Which lines of the records contain the string "truck"? Report each one in full, treating case as significant.
+--
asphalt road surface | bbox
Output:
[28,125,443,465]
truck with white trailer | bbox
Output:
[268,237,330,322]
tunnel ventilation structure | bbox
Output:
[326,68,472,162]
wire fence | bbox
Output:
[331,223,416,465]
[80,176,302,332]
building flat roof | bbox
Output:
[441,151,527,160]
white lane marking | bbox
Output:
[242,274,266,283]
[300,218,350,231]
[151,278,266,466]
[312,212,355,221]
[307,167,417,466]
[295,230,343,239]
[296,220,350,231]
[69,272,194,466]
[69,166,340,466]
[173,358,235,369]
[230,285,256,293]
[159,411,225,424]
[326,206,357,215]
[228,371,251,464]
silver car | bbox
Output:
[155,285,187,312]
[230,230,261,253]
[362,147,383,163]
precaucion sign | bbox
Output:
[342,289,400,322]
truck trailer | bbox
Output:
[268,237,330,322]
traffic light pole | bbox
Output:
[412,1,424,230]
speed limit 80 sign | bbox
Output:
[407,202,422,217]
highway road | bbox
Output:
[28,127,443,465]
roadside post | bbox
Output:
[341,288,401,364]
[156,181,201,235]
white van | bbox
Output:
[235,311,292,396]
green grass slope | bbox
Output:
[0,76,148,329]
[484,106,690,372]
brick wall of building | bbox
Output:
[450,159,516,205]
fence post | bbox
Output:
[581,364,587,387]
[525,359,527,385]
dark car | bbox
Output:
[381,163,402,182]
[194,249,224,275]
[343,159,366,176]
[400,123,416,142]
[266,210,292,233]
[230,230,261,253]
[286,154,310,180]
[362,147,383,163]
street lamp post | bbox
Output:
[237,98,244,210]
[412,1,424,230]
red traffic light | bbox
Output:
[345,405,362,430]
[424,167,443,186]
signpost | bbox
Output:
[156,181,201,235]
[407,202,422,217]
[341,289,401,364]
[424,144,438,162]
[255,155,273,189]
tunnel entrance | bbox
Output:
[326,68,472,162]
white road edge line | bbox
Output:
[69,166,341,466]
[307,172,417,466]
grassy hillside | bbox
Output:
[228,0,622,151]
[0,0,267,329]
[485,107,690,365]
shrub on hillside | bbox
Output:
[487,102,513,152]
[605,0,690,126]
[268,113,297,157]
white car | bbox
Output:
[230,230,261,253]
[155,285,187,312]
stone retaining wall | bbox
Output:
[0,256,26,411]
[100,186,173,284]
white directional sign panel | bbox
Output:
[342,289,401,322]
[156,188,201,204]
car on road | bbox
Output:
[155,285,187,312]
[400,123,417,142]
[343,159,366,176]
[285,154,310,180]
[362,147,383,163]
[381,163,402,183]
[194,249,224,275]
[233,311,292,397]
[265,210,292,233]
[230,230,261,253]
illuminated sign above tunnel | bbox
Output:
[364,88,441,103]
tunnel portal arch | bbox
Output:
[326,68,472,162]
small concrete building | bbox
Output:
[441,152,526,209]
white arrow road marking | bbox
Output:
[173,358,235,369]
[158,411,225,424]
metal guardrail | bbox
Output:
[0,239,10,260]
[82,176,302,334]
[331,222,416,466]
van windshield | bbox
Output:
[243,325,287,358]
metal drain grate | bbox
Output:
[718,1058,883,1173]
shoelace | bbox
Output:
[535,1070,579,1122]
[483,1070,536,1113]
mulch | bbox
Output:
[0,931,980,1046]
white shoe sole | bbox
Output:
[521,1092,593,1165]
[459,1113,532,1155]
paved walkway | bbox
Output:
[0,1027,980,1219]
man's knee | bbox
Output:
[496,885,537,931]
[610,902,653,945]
+--
**Written solution:**
truck with white trailer | bbox
truck trailer | bbox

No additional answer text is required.